EXERCISE GOAL:
Print all of the data exactly, but drop the pictures.

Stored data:
☆ ☆ ☆ ☆ ☆ ☆ ☆
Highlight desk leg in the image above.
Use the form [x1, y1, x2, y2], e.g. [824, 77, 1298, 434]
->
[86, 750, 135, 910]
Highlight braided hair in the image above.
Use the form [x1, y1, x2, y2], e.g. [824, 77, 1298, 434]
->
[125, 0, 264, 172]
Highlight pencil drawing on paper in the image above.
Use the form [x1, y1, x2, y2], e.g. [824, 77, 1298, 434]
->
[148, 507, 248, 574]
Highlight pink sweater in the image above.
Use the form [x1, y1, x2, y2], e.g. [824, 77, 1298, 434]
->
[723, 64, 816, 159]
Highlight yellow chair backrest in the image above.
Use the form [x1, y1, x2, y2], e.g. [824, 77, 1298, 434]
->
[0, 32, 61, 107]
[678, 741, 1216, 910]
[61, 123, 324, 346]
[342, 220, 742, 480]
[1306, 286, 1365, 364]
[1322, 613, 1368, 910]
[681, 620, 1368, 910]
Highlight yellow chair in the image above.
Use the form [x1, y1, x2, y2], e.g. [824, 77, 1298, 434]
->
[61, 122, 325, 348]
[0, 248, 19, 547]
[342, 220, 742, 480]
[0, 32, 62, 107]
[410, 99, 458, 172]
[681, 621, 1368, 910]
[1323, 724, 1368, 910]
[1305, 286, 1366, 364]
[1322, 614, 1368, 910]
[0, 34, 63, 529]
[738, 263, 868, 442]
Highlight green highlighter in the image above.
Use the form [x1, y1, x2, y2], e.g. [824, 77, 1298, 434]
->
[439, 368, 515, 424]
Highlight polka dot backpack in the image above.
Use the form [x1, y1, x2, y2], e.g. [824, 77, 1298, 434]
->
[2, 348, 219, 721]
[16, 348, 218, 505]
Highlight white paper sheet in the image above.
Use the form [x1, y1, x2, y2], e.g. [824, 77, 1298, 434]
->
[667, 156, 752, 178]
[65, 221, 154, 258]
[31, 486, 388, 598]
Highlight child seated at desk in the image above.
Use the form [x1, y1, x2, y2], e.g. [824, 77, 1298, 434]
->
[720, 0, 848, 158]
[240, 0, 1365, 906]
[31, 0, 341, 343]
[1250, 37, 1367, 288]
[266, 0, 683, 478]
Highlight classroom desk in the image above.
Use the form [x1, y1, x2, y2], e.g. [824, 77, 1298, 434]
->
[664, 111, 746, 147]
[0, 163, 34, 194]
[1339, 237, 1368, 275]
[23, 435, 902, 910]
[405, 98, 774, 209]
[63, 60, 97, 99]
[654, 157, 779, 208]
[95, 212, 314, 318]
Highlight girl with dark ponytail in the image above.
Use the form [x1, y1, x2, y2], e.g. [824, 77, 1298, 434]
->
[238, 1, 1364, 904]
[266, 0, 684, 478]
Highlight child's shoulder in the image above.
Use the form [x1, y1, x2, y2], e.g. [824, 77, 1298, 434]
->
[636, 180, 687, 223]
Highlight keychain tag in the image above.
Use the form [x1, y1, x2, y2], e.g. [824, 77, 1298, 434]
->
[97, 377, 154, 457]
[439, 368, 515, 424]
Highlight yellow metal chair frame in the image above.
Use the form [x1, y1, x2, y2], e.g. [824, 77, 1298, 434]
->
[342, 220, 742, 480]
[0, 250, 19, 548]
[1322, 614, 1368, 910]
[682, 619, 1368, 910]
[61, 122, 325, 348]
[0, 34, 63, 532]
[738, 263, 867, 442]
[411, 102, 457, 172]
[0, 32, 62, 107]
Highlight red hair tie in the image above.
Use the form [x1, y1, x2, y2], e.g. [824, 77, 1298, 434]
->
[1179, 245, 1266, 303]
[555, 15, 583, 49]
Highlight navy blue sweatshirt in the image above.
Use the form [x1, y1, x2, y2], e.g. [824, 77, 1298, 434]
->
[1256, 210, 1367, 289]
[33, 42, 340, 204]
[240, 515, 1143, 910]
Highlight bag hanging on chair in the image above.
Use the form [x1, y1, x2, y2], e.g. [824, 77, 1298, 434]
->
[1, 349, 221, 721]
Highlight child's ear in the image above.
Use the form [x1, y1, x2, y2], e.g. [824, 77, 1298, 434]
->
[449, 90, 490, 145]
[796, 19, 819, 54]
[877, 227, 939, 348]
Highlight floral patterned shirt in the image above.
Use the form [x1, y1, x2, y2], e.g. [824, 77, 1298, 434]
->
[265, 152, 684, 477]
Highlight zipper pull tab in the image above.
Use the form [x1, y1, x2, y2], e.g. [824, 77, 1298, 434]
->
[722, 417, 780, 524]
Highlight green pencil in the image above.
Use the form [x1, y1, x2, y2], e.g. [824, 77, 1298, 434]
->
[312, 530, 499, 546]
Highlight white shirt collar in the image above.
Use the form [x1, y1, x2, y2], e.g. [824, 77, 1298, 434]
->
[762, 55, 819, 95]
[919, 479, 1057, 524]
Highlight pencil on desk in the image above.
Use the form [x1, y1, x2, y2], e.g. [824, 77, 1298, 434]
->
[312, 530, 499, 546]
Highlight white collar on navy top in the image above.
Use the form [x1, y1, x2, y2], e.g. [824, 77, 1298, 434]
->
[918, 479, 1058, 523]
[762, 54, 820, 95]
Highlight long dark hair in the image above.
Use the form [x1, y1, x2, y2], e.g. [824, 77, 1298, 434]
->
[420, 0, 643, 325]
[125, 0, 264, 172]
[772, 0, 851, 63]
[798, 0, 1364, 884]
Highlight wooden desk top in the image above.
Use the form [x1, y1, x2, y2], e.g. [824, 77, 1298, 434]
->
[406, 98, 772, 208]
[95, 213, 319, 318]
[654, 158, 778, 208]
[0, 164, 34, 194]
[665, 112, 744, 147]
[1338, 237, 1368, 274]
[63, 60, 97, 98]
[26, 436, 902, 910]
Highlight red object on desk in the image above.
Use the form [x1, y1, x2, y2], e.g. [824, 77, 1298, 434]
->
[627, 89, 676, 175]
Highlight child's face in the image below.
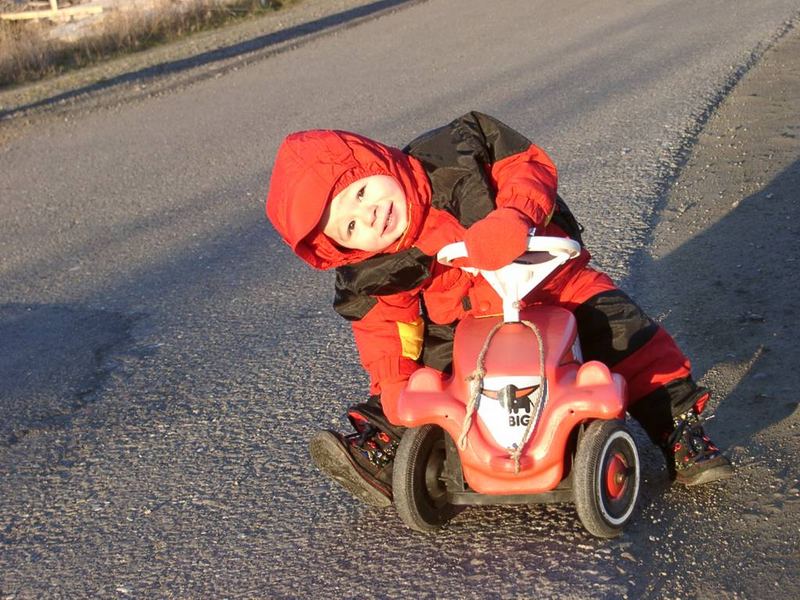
☆ ☆ ☆ ☆ ☆ ☆ ☆
RESULT OF THIS TASK:
Highlight desk leg in the image above.
Use the form [x1, y1, x2, y2], e.g. [824, 77, 1298, 434]
->
[86, 750, 135, 910]
Highlight braided hair in the image above.
Use the form [x1, y1, x2, y2], e.g. [824, 77, 1298, 434]
->
[125, 0, 264, 172]
Highlight pencil drawing on paper in the image above.
Use the form [x1, y1, x2, y2], e.g. [824, 77, 1298, 434]
->
[148, 507, 248, 574]
Highlight pink sweater in the image above.
Use the form [x1, y1, x2, y2], e.g. [824, 77, 1298, 434]
->
[723, 64, 816, 159]
Highlight yellow chair backrest in the image above.
Use the form [x1, y1, x2, y2], e.g. [824, 77, 1298, 434]
->
[0, 32, 61, 107]
[678, 741, 1216, 910]
[61, 123, 324, 346]
[342, 220, 742, 480]
[1306, 286, 1365, 364]
[1322, 613, 1368, 910]
[681, 620, 1368, 910]
Highlight yellow chair in the image above.
Use the form [x1, y1, x2, y2], e.g. [824, 77, 1298, 434]
->
[61, 122, 325, 348]
[0, 248, 19, 547]
[342, 220, 742, 480]
[0, 32, 62, 107]
[410, 99, 458, 172]
[681, 621, 1368, 910]
[1323, 724, 1368, 910]
[1305, 286, 1366, 364]
[1322, 614, 1368, 910]
[0, 34, 63, 529]
[738, 263, 868, 442]
Highlight green highlighter in the image above.
Use the form [x1, y1, x2, y2], e.g. [824, 77, 1298, 434]
->
[439, 368, 515, 424]
Highlight polka dot backpack in the image above.
Use the form [x1, y1, x2, y2], e.g. [824, 77, 1298, 434]
->
[2, 348, 219, 721]
[16, 348, 218, 505]
Highlight white paper sheet in the image above.
Use the form [x1, y1, x2, y2], e.g. [824, 77, 1298, 434]
->
[667, 156, 752, 178]
[65, 221, 154, 258]
[31, 486, 388, 598]
Highlight child seated at desk in the image above.
Use the form [x1, y1, x2, y2], e.g. [824, 77, 1298, 434]
->
[720, 0, 848, 158]
[240, 0, 1365, 906]
[31, 0, 341, 343]
[1250, 37, 1367, 288]
[266, 0, 683, 478]
Highlight classroom desk in the image above.
Use the form [x1, y1, x2, y2], e.g. [824, 77, 1298, 434]
->
[664, 111, 746, 147]
[0, 163, 34, 194]
[1339, 237, 1368, 275]
[23, 435, 902, 910]
[405, 98, 774, 209]
[63, 60, 97, 99]
[654, 157, 779, 208]
[95, 212, 314, 318]
Highlight girl with dark ponytail in the image above.
Use the form [x1, y1, x2, y2], e.g. [824, 77, 1298, 434]
->
[238, 1, 1364, 904]
[266, 0, 684, 478]
Highlight child's shoulder in the image above.
Use the form [x1, y1, x2, y2], e.g. [824, 77, 1298, 434]
->
[636, 180, 687, 223]
Highlight keychain tag in the image above.
Use the form [x1, y1, x2, y2], e.g. [824, 77, 1298, 434]
->
[97, 377, 154, 457]
[439, 368, 515, 424]
Highlight yellow metal chair frame in the image above.
Use the form [x1, y1, x2, y2], e.g. [824, 77, 1298, 434]
->
[342, 220, 742, 480]
[0, 250, 19, 548]
[1322, 614, 1368, 910]
[682, 619, 1368, 910]
[61, 122, 325, 348]
[0, 34, 63, 532]
[738, 263, 867, 442]
[411, 102, 457, 172]
[0, 32, 62, 107]
Highlight red hair tie in the image above.
Use the form [x1, y1, x2, y2], e.g. [824, 77, 1298, 434]
->
[1179, 245, 1266, 303]
[555, 15, 583, 49]
Highlight navy blue sweatshirt in the image above.
Use the form [x1, y1, x2, y2], e.g. [824, 77, 1298, 434]
->
[1256, 210, 1367, 289]
[33, 42, 340, 204]
[240, 515, 1143, 910]
Highlight bag hanging on chair in the image above.
Use the form [x1, y1, x2, y2], e.g. [824, 77, 1298, 434]
->
[1, 349, 221, 721]
Highlight child's ear in the image above.
Use the form [x1, y1, x2, y2], e.g. [824, 77, 1298, 434]
->
[449, 90, 490, 145]
[796, 19, 819, 54]
[877, 227, 939, 348]
Highlight floral patterned shirt in the image above.
Use the form [x1, y1, x2, y2], e.g. [824, 77, 1298, 434]
->
[265, 152, 684, 477]
Highlight zipper pull tab in the image above.
Use the form [x1, y1, x2, y2], e.g. [824, 77, 1298, 434]
->
[722, 417, 780, 524]
Highlight green pencil in the image above.
Use the form [x1, y1, x2, y2], e.g. [824, 77, 1298, 434]
->
[312, 530, 499, 546]
Highlight white shirt collar in the image above.
Use the form [x1, y1, x2, y2], e.g. [824, 77, 1298, 434]
->
[762, 55, 819, 95]
[919, 479, 1057, 524]
Highlight pencil on desk in the image above.
Use the form [x1, y1, x2, y2], e.g. [824, 77, 1298, 434]
->
[312, 530, 499, 546]
Highlight white collar on navy top in the image above.
Use the form [x1, y1, x2, y2], e.g. [824, 77, 1298, 434]
->
[918, 479, 1058, 523]
[762, 54, 820, 95]
Highlight long dark hair in the image above.
Use the form [x1, y1, x2, y2], e.g. [824, 77, 1298, 434]
->
[420, 0, 643, 325]
[125, 0, 264, 172]
[772, 0, 851, 63]
[798, 0, 1364, 884]
Highlight wooden desk top in the image above.
Use the form [x1, y1, x2, y2], e.g. [824, 77, 1298, 434]
->
[406, 98, 772, 208]
[95, 213, 319, 318]
[654, 158, 778, 208]
[0, 164, 34, 194]
[665, 112, 744, 147]
[1338, 237, 1368, 274]
[63, 60, 97, 98]
[26, 436, 902, 910]
Highlight red object on desk in the image above.
Use the form [x1, y1, x2, y2], e.g. [824, 77, 1298, 434]
->
[627, 89, 676, 175]
Highlight child's face in the image below.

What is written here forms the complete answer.